[The records]:
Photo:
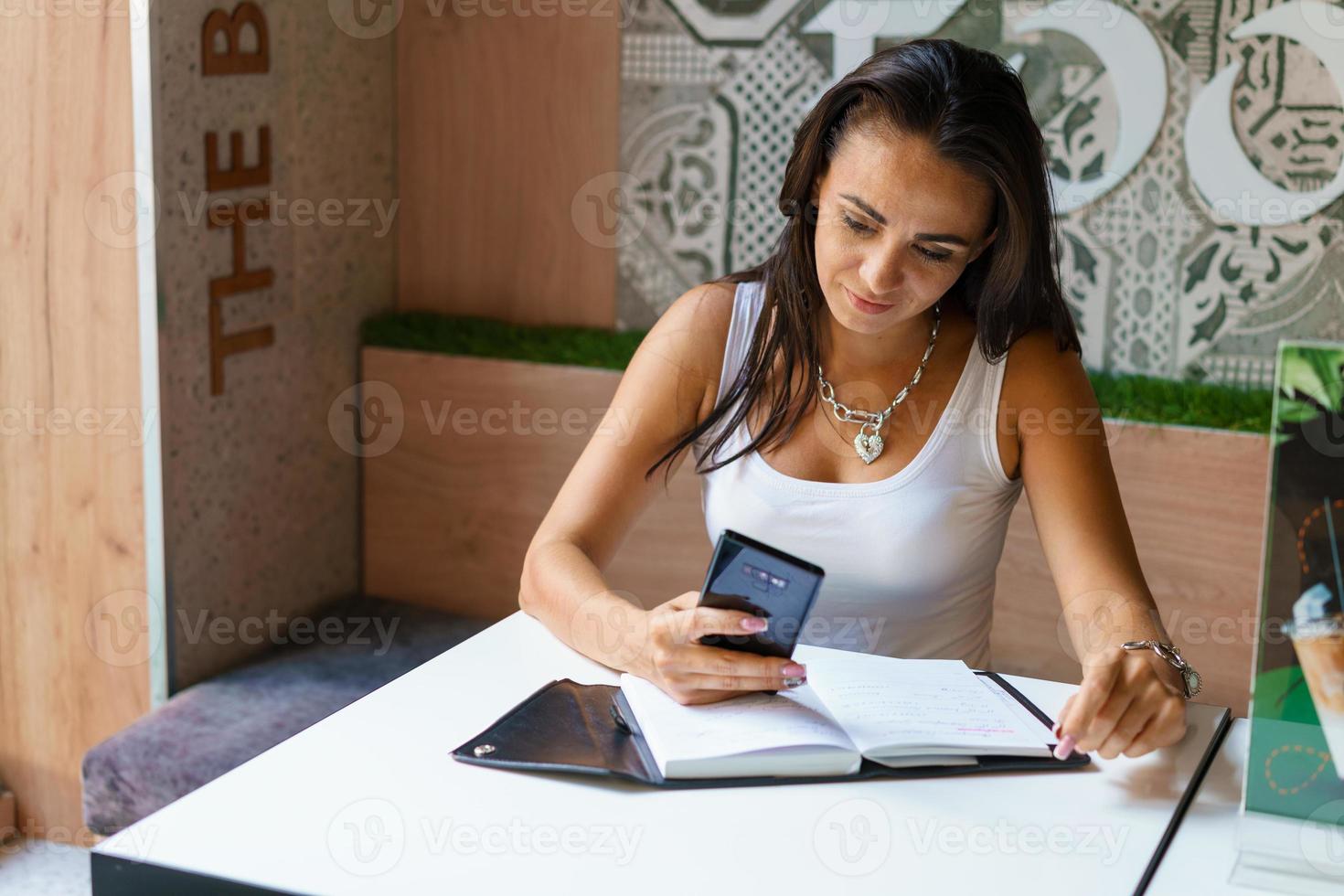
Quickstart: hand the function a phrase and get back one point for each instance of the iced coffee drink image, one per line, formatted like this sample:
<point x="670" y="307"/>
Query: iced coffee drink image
<point x="1317" y="637"/>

[What to do]: In your copy of the records above, include no pictures and match every line exactly.

[Response area]:
Photo:
Quickstart: hand the function a phrase and get back one point for each instance of the iced coffee drink image, one per line, formatted like this sample:
<point x="670" y="307"/>
Query: iced coffee drink image
<point x="1317" y="637"/>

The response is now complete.